▶ [Work to be completed]: Give the records as a numbered list, from the line containing "rectangular window. Return only the coordinates." through the end of the records, both ends included, with blank lines left out.

Start of Given records

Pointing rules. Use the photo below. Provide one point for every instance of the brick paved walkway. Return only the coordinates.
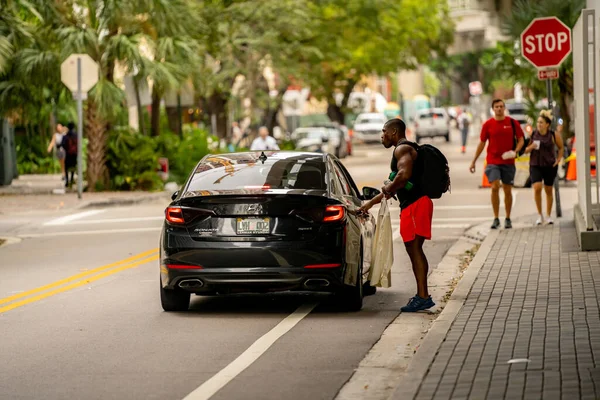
(535, 298)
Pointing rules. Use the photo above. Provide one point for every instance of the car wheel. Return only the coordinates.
(350, 298)
(174, 300)
(369, 290)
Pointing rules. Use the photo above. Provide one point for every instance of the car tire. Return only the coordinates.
(351, 298)
(174, 300)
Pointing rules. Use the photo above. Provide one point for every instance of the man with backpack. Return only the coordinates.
(69, 143)
(506, 139)
(409, 182)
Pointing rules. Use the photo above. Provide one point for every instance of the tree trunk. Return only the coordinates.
(217, 104)
(173, 119)
(136, 87)
(155, 117)
(96, 148)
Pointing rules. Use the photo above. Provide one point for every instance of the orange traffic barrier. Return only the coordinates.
(484, 181)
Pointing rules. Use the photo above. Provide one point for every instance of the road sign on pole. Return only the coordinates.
(549, 74)
(546, 42)
(79, 73)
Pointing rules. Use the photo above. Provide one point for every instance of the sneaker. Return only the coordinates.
(418, 304)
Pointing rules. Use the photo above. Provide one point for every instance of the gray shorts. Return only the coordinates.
(504, 172)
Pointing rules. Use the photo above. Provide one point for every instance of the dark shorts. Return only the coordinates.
(546, 174)
(504, 172)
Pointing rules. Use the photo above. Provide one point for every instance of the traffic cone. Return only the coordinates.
(572, 168)
(484, 181)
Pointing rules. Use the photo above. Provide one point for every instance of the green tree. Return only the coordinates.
(363, 37)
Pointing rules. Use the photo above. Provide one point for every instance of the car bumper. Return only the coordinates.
(232, 280)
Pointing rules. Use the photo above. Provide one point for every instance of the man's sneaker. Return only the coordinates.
(418, 304)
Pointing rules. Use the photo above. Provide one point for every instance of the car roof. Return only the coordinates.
(254, 156)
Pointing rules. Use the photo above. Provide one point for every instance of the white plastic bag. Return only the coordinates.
(382, 254)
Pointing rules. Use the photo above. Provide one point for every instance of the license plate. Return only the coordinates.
(253, 226)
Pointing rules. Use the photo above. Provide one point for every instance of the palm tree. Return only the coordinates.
(523, 12)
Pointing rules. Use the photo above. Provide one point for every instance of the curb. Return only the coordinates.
(115, 202)
(422, 360)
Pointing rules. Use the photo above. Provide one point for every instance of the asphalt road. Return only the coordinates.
(80, 315)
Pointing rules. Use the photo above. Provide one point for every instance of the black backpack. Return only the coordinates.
(432, 169)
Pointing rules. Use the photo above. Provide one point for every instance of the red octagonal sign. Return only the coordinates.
(546, 42)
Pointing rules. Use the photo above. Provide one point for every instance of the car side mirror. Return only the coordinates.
(370, 193)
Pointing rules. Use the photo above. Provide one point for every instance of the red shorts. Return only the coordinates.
(416, 220)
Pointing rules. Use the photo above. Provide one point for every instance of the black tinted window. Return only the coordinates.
(247, 172)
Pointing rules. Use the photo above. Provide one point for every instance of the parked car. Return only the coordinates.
(367, 127)
(266, 221)
(432, 122)
(322, 139)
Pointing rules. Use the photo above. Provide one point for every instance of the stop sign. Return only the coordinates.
(546, 42)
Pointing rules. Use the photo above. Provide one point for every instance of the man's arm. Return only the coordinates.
(406, 156)
(478, 152)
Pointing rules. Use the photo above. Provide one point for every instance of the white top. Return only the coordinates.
(264, 144)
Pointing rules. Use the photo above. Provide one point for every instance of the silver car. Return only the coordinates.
(432, 122)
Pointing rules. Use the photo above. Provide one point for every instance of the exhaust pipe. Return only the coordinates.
(190, 284)
(313, 283)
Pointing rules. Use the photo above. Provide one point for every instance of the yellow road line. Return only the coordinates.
(76, 277)
(75, 285)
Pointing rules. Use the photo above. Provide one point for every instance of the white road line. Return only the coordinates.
(68, 218)
(117, 220)
(258, 348)
(98, 232)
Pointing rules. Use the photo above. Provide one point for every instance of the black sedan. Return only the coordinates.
(266, 221)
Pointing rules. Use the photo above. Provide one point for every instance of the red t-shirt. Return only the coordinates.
(500, 135)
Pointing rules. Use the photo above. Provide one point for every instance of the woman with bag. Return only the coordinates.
(543, 163)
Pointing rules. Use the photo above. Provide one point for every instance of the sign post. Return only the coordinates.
(546, 43)
(79, 73)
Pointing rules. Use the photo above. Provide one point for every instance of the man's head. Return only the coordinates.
(263, 132)
(392, 132)
(498, 107)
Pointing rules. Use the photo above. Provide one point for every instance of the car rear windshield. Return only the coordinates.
(237, 172)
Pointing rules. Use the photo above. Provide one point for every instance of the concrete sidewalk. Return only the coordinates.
(46, 192)
(523, 323)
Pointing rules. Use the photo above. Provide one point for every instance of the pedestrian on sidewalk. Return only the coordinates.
(264, 141)
(506, 139)
(543, 163)
(55, 145)
(69, 143)
(416, 208)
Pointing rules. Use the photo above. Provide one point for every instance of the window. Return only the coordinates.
(247, 172)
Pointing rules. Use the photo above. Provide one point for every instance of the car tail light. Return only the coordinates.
(312, 266)
(334, 213)
(174, 215)
(180, 266)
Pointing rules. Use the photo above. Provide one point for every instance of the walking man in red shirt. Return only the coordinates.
(500, 131)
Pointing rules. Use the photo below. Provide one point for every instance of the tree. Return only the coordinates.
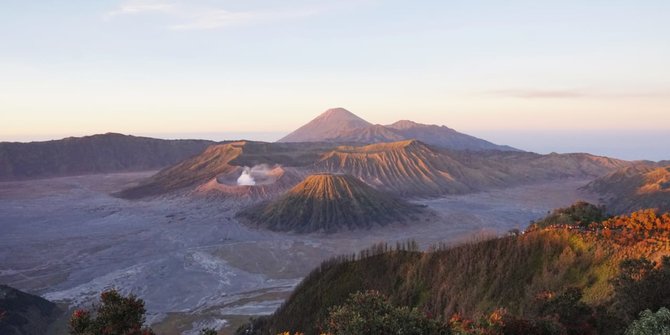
(640, 285)
(572, 313)
(371, 313)
(116, 315)
(651, 323)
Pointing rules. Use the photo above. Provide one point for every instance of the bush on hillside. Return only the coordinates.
(116, 315)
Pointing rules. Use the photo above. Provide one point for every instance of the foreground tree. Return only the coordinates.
(116, 315)
(371, 313)
(651, 323)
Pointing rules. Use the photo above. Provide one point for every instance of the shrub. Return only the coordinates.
(116, 315)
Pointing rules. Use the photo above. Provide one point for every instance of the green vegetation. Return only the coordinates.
(580, 214)
(371, 313)
(651, 323)
(586, 277)
(116, 315)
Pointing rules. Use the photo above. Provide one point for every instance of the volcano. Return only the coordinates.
(329, 203)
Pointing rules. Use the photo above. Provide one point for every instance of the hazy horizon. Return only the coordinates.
(619, 144)
(541, 77)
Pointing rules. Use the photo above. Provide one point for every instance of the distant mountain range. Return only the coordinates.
(341, 126)
(405, 168)
(25, 313)
(635, 187)
(92, 154)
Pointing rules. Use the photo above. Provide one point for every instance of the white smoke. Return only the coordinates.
(245, 178)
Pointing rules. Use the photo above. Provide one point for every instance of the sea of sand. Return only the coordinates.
(67, 239)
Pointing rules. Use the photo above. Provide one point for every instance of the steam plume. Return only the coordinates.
(245, 178)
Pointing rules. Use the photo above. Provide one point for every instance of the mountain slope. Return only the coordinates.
(331, 124)
(443, 136)
(519, 273)
(223, 164)
(92, 154)
(406, 167)
(341, 126)
(25, 314)
(632, 188)
(328, 203)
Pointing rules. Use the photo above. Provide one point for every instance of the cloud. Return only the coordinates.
(541, 94)
(139, 7)
(573, 94)
(191, 16)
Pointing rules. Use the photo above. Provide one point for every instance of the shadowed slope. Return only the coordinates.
(443, 136)
(406, 167)
(327, 202)
(330, 124)
(518, 273)
(92, 154)
(225, 161)
(341, 126)
(25, 313)
(633, 188)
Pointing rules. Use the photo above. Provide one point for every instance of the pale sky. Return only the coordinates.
(502, 70)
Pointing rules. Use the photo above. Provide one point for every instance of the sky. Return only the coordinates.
(544, 76)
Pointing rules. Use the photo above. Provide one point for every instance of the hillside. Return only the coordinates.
(521, 273)
(329, 203)
(633, 188)
(443, 136)
(406, 168)
(92, 154)
(413, 168)
(341, 126)
(25, 314)
(223, 164)
(330, 124)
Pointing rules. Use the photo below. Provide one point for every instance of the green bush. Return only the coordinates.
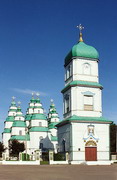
(25, 157)
(59, 157)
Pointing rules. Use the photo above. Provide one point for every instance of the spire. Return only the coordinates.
(19, 108)
(13, 101)
(80, 27)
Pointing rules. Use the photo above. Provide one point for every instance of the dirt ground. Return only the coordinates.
(58, 172)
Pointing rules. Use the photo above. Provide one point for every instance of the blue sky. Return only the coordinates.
(36, 35)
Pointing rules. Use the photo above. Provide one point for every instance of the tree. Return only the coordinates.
(2, 149)
(113, 128)
(15, 148)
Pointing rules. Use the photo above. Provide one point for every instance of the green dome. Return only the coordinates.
(28, 117)
(38, 116)
(82, 50)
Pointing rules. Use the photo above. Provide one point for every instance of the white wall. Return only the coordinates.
(78, 70)
(15, 130)
(77, 101)
(75, 143)
(36, 123)
(8, 124)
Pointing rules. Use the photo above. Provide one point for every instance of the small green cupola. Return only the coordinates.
(81, 50)
(52, 115)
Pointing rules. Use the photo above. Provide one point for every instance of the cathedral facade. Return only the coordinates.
(84, 132)
(34, 129)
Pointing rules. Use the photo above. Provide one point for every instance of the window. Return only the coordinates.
(40, 124)
(66, 103)
(88, 103)
(63, 145)
(20, 132)
(41, 146)
(86, 69)
(68, 71)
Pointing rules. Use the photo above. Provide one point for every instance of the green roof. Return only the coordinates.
(10, 118)
(52, 125)
(75, 118)
(18, 109)
(82, 83)
(82, 50)
(37, 100)
(21, 138)
(13, 103)
(52, 106)
(31, 107)
(19, 123)
(38, 129)
(38, 116)
(28, 117)
(7, 130)
(33, 100)
(14, 110)
(54, 138)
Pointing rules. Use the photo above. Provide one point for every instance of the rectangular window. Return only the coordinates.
(40, 124)
(88, 103)
(67, 103)
(68, 71)
(20, 132)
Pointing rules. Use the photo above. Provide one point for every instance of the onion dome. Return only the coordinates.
(82, 50)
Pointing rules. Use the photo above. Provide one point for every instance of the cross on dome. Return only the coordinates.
(80, 27)
(52, 101)
(13, 98)
(37, 94)
(19, 102)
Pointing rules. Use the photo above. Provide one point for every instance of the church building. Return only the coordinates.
(35, 129)
(84, 132)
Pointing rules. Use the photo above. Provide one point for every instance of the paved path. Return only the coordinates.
(58, 172)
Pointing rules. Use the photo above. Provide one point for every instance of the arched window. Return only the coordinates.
(63, 145)
(88, 101)
(20, 132)
(67, 107)
(86, 68)
(40, 124)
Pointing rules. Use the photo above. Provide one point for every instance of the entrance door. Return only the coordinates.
(91, 153)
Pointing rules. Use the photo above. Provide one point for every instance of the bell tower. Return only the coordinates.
(82, 91)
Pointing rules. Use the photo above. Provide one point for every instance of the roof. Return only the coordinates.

End of Given records

▶ [Solution for this task]:
1. Pointing rules. Use the photo above. Provide one point for every instance of the rectangular window. Return only the coordinates.
2. (40, 124)
3. (88, 103)
4. (67, 103)
5. (68, 71)
6. (20, 132)
7. Pointing rules. Use the photo above. Provide one point for every instance of the onion dome. Return only the coordinates.
8. (82, 50)
9. Pointing rules. Use the photo above. Provide one point for every instance of the cross on dome. Return only the coordinates.
10. (80, 27)
11. (52, 101)
12. (13, 98)
13. (37, 94)
14. (19, 102)
15. Pointing rules. Use the photo above. Provide one point for every instance of the church building. Return only the coordinates.
16. (35, 129)
17. (84, 132)
18. Pointing rules. Use the photo above. Provide one point for every instance of the paved path. Return only the coordinates.
19. (58, 172)
20. Pointing rules. Use the photo above. Provide one point for every instance of the arched window. Return only the coordinates.
21. (63, 145)
22. (88, 101)
23. (20, 132)
24. (67, 107)
25. (86, 68)
26. (40, 124)
27. Pointing rules. Use the photo above. Provide one point for every instance of the entrance door. Return only the coordinates.
28. (91, 153)
29. Pointing rules. Use the photo above. Provide one point for every instance of the bell tower. Return only the coordinates.
30. (82, 91)
31. Pointing rules. Use the photo above. Provide one point for every instance of the roof. Return only the coordinates.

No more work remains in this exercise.